There’s a lot of buzz around bayesian data analysis (BDA) in psychology blogs, social media, and journal articles. For instance, in 2015 the APS Observer ran three columns dedicated to BDA in consecutive issues of the journal (Gallistel, 2015a, b, & c), and browsing the latest issues of Psychonomic Bulletin and Review gives an impression of increased interest in the topic.
Bayesian data analysis is more than bayes factors
However, it appears that there is an imbalance in what many beginning bayesian data analysts think about BDA. From casual observation and discussions, I’ve noticed a tendency for people to equate bayesian methods with computing bayes factors; that is, testing (usually null) hypotheses using bayesian model comparison.
I don’t have good data on people’s impressions of what BDA is, but here’s another anecdote. At a recent conference on Bayesian statistics Mark Andrews summarized his experiences teaching BDA workshops for social scientists. The talk was quite interesting, and what particularly picked my curiosity was his comment that for many–if not most–workshop participants, bayesian data analysis meant hypothesis testing with bayes factors (at 20 minutes in the linked video). (As an aside, he also noted that Stan has now superseded JAGS and BUGS as the preferred choice for a probabilistic modeling language. Go Stan!)
This imbalance or conflation of bayes factors and bayesian data analysis (if it is real and not merely bias in my observations!) is quite disappointing because BDA is a vast field of awesome methods, and bayes factors (BF) are only one thing that you can do with it1. In fact, many textbooks on BDA mention BFs only in footnotes (Gelman et al., 2013; McElreath, 2016). I’ve also written about BDA on my blog about a half-dozen times, but only once about bayes factors (Vuorre, 2016).
Further, it is really only this one method that people bicker over on social media: the bayes vs. frequentism argument usually turns into a p-values vs. bayes factors argument. The tedium of this argument (there really aren’t good reasons to prefer p-values) may even give out the impression that BDA is tedious and limited to model comparison and hypothesis testing problems. It isn’t! Bayes has benefits over frequentism that reach far beyond the p-vs-bf issue.

STATED EXERCISE A: Copy every line of the outline-labeling records below word for word, leaving nothing out.
The piece on Bayesian data analysis and the records come from unrelated sources.

EXERCISE MATERIAL:

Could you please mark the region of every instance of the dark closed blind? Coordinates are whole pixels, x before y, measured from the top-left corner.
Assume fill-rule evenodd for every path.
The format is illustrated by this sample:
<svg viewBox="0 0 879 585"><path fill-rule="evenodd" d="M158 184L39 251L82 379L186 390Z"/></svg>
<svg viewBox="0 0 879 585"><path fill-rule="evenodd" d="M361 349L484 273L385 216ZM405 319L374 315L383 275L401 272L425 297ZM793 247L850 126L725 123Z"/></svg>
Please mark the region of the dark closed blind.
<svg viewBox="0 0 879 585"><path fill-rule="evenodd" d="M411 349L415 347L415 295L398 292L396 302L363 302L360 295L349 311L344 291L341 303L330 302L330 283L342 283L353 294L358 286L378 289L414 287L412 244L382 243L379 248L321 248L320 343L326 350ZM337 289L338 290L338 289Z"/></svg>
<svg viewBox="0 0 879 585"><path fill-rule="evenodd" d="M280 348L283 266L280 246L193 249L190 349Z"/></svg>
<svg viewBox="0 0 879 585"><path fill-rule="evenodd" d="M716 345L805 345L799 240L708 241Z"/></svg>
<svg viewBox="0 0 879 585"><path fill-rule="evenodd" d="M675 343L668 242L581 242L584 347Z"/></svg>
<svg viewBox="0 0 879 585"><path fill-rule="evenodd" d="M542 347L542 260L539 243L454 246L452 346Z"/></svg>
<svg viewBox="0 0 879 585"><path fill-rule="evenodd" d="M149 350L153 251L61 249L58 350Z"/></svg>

STATED EXERCISE B: Repeat the passage of the piece on Bayesian data analysis from "Further, it is" to "the p-vs-bf issue." word for word.

FULL OUTPUT A:
Could you please mark the region of every instance of the dark closed blind? Coordinates are whole pixels, x before y, measured from the top-left corner.
Assume fill-rule evenodd for every path.
The format is illustrated by this sample:
<svg viewBox="0 0 879 585"><path fill-rule="evenodd" d="M158 184L39 251L82 379L186 390Z"/></svg>
<svg viewBox="0 0 879 585"><path fill-rule="evenodd" d="M361 349L484 273L385 216ZM405 319L374 315L383 275L401 272L425 297ZM793 247L850 126L725 123Z"/></svg>
Please mark the region of the dark closed blind.
<svg viewBox="0 0 879 585"><path fill-rule="evenodd" d="M411 349L415 347L415 295L398 292L396 302L363 302L360 295L349 311L344 291L341 303L330 302L330 283L342 283L353 294L358 286L378 289L414 287L412 244L382 243L379 248L321 248L320 343L326 350ZM337 289L338 290L338 289Z"/></svg>
<svg viewBox="0 0 879 585"><path fill-rule="evenodd" d="M280 348L283 266L280 246L193 249L190 349Z"/></svg>
<svg viewBox="0 0 879 585"><path fill-rule="evenodd" d="M716 345L805 345L799 240L708 241Z"/></svg>
<svg viewBox="0 0 879 585"><path fill-rule="evenodd" d="M675 343L668 242L581 242L584 347Z"/></svg>
<svg viewBox="0 0 879 585"><path fill-rule="evenodd" d="M542 347L542 260L539 243L454 246L452 346Z"/></svg>
<svg viewBox="0 0 879 585"><path fill-rule="evenodd" d="M149 350L153 251L61 249L58 350Z"/></svg>

FULL OUTPUT B:
Further, it is really only this one method that people bicker over on social media: the bayes vs. frequentism argument usually turns into a p-values vs. bayes factors argument. The tedium of this argument (there really aren’t good reasons to prefer p-values) may even give out the impression that BDA is tedious and limited to model comparison and hypothesis testing problems. It isn’t! Bayes has benefits over frequentism that reach far beyond the p-vs-bf issue.